[Quoted text start]

Written and provided by our Family Advocate Jenna Harvey-Reed

One of my greatest memories as a parent is of a night when the power went out during a hurricane. Our then 7 and 8 year old daughters were frightened by the storm, and couldn’t bring themselves to sleep in the pitch black darkness as the winds raged on. We ended up playing gin rummy around a flashlight until they were so tired they asked to go to bed. The power didn’t come back on for a week- leaving us sweaty and bored, but together, safe, and with all of our worldly possessions intact as others nearby weren’t so lucky.

It was certainly a challenging week without air conditioning, fans, or a working kitchen, but we all seem to look back fondly on it. I think this is because there was no TV, Xbox, or DS’s to tune into, and mom and dad had to preserve phone batteries for days at a time. It really wasn’t much different than how my husband and I grew up in the 80s and 90s, but somehow it felt surreal.

We went out to visit friends and family or just sit in a breeze, got creative at the grocery store and with takeout options, played cards and board games, read books and worked our way through craft kits that had been collecting dust for 6 months since Christmas. We were engaged with each other, but also free to sit quietly with our own thoughts. Still, it wasn’t long after the power was restored that we went right back to our tech-dependent ways.

More and more often, as the kids get older and technology advances, I look around my living room to see every person absorbed into some screen- and not even looking very amused or intrigued (myself and my husband included). This is a norm in 2016. We live in a world full of distractions. Tech toys are the norm. A survey by Common Sense Media of more than 2,600 eight to eighteen year-olds found that tweens reported more than five hours a day using media, while teenagers reported nearly nine. These figures did not include school-related internet usage. This number may seem unreasonably high, considering that children are in school for 6 hours a day, and are hopefully sleeping more than that. I believe it though, because even in our home with a “no touch-screens under 13” rule, the kids still get hours in each day. In recent years, I’ve noted that bus rides to field trips are less likely to involve kids singing “99 bottles of ‘milk’ on the wall” and more likely to be eerily quiet as most riders are using ear buds. When we host sleepovers, our daughters’ guests almost always come with smart phone in hand, and the most interactive thing they come up with to do together is to take “us-ies” or create makeup tutorial videos I won’t allow them to post. Aside from the content kids may be viewing or even creating, which may very well be positive, I worry that so much use of technology is keeping families and friends from really connecting with one another.

[Quoted text end]
[Records shown start]

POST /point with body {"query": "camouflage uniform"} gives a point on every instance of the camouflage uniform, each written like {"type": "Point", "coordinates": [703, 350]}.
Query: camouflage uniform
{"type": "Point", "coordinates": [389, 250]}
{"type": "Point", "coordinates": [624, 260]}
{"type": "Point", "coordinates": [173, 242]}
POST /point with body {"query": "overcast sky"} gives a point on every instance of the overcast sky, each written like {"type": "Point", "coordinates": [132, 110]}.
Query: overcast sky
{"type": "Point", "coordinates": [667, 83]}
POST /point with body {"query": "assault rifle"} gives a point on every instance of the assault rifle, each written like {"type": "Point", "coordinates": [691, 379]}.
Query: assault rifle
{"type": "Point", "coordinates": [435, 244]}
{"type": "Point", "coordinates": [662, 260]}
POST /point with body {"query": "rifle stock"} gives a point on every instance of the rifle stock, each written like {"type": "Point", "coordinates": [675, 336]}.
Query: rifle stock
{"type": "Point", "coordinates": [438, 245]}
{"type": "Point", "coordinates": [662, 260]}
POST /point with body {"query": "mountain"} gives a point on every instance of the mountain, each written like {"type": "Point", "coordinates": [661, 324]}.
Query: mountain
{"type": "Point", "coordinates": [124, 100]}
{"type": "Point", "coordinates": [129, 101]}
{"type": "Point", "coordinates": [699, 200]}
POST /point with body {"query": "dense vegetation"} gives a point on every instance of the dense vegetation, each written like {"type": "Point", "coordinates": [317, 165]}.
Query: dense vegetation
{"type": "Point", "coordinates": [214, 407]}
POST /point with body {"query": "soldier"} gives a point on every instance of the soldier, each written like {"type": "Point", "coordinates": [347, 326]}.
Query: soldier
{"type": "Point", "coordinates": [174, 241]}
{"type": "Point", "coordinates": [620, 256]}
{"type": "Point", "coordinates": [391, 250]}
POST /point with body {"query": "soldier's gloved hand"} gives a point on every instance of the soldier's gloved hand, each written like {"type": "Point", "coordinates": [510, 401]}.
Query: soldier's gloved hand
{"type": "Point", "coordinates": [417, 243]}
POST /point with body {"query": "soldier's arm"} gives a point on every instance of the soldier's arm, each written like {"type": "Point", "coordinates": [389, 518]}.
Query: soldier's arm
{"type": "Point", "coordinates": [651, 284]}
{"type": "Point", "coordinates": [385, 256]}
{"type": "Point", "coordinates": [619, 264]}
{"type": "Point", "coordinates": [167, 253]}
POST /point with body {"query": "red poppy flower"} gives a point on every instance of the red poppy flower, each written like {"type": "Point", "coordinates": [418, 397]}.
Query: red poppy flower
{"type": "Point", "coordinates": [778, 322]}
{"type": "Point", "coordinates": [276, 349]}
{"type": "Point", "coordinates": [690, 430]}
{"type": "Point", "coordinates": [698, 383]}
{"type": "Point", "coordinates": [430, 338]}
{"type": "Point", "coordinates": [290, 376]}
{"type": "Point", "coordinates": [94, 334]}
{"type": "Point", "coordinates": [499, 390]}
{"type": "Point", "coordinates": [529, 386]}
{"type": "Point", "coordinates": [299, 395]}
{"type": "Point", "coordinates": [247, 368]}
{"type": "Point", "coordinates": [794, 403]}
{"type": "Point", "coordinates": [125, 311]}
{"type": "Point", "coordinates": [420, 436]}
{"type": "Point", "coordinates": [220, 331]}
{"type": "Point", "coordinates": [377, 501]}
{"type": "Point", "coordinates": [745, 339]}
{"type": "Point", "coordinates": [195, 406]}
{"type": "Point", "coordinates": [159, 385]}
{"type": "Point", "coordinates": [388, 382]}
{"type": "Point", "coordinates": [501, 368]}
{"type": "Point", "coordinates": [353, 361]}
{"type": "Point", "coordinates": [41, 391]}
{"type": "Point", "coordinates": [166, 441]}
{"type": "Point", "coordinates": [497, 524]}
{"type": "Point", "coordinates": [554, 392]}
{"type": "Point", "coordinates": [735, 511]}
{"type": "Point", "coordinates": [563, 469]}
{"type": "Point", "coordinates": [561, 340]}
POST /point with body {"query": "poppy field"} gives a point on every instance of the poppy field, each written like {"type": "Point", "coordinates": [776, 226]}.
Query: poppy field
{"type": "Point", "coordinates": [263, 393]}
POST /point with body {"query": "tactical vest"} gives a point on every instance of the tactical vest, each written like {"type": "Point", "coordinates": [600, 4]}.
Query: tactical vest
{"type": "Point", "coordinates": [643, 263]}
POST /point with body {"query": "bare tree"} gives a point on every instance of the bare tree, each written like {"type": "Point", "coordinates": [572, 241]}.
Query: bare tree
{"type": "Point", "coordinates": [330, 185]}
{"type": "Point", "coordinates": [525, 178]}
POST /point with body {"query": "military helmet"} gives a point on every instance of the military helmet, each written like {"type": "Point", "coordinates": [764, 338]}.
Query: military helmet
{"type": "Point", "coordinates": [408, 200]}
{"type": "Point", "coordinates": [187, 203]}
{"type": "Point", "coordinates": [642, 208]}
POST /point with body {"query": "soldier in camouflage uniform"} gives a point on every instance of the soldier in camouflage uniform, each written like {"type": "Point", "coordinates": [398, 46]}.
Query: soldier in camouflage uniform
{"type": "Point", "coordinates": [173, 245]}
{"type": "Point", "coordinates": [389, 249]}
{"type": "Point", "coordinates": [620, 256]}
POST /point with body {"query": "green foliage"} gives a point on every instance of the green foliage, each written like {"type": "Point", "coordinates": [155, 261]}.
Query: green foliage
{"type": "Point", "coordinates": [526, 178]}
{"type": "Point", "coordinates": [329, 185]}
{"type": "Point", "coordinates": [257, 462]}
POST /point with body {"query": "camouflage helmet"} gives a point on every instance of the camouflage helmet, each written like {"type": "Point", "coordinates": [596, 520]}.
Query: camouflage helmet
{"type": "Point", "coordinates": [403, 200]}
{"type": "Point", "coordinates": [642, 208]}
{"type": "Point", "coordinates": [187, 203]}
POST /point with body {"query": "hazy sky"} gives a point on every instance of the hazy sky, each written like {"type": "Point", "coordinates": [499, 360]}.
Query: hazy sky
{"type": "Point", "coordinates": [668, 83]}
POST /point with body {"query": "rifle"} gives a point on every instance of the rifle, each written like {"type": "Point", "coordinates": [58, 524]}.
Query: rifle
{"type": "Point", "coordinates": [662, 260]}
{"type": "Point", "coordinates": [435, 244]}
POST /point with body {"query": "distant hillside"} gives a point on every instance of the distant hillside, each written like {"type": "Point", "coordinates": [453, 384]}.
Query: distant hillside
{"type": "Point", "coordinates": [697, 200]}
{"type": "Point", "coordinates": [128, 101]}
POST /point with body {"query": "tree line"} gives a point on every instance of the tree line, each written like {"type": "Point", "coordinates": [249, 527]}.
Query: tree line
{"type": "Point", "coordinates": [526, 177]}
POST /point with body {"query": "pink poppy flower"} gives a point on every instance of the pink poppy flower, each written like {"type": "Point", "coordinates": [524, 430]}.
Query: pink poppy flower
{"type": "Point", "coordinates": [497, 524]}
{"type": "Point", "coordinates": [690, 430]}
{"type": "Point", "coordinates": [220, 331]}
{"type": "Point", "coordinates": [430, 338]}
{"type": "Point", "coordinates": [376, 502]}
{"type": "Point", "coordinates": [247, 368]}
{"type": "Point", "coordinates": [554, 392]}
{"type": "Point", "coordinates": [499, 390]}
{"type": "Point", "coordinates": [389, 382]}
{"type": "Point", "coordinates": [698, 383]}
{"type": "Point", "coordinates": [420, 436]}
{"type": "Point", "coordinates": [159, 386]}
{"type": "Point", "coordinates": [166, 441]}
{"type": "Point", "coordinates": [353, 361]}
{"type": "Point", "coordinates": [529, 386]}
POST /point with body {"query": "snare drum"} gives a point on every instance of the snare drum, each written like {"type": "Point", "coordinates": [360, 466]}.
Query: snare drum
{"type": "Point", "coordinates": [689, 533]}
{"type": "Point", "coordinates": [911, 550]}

[Records shown end]

▶ Objectives:
[1] Condense the paragraph of the essay on family screen time that begins "We went out to visit friends" into a short bulleted list that keeps its main facts.
[2] Write a continuation of the essay on family screen time, starting after its final paragraph.

▶ Expected results:
[1]
- During the week without power, the family visited friends and family or sat in a breeze.
- They got creative with groceries and takeout.
- They played cards and board games, read books, and finished craft kits that had sat unused for six months since Christmas.
- They were engaged with one another but also free to sit quietly with their own thoughts.
- Soon after the power came back, they returned to their tech-dependent ways.

[2]
So what is a parent to do? I’ve joked with my husband that some major failure of the grid would be welcome, but until WW3 takes away our tech, we can make changes in our day to day to be present in this very connected world.

1) Set an example.

It’s easy for me to begrudge my children their electronics and place limits on their usage, but in all reality, I’ve got my own tech-dependency issues to work through. Modeling an appreciation for IRL (that’s “in real life”) hobbies and interests is an important first step in showing kids that efforts away from screens are worthwhile. Like anything else in parenting, “do as I do” seems more effective than “do as I say”. There are bonus points here for inviting your kids to engage along-side you. If they aren’t into your kind of hobby, offer to explore one of their interests.

2) Have tech-free times regularly

Technology has been purposely advanced to a point where we gravitate toward it out of habit (reading the same Facebook feed twice, anyone?). The great thing about habits is that they can be broken and built with a little effort. Think of when and why you’d like your kids to be off of their devices. As an example, artificial light from screens like tablets, TVs, and smartphones are thought to actually off-set our natural sleep-wake cycle. For this reason, it’s been recommended that screen use end about 2 hours before one’s target bedtime. (Side note: When science supports your parenting decisions, it’s a nice way to let your kids resent someone else for a while.) Think of other times you feel that media use is getting in the way of priorities- this could be during family meals, on short car rides, or while there are personal responsibilities and/or chores to be completed.

3) Encourage non-entertainment use

If my kids had their way, they’d get a solid 8 hours of fail compilations and the vlogs of twenty-somethings who are apparently unemployed, but inclined to share the most trivial details of their lives (“Ugh, I hate the dentist… comment below if you hate the dentist too, and don’t forget to subscribe!”). I worry about the loss of mental function due to these things, or at the least an over-appreciation for the mundane. The internet is full of opportunities for kids to explore their curiosity, or to connect with organizations that are in line with their interests. You may consider giving kids some time to research a topic of interest to “teach” to the family, or to study a new skill to show off in a family talent showcase.

4) Plug in together

Media definitely has its place, and is the most available form of entertainment around. Rather than scrolling news feeds while the kids watch TV, consider tuning into the same screen for a while. Video games, movies, shared Pinterest boards, and even YouTube videos can give families the down-time they need with the added bonus of having something to talk about together later on. Revisit your own favorite childhood movies with your kids, and marvel at the bad computer graphics and unrealistic animatronics that used to take your breath away.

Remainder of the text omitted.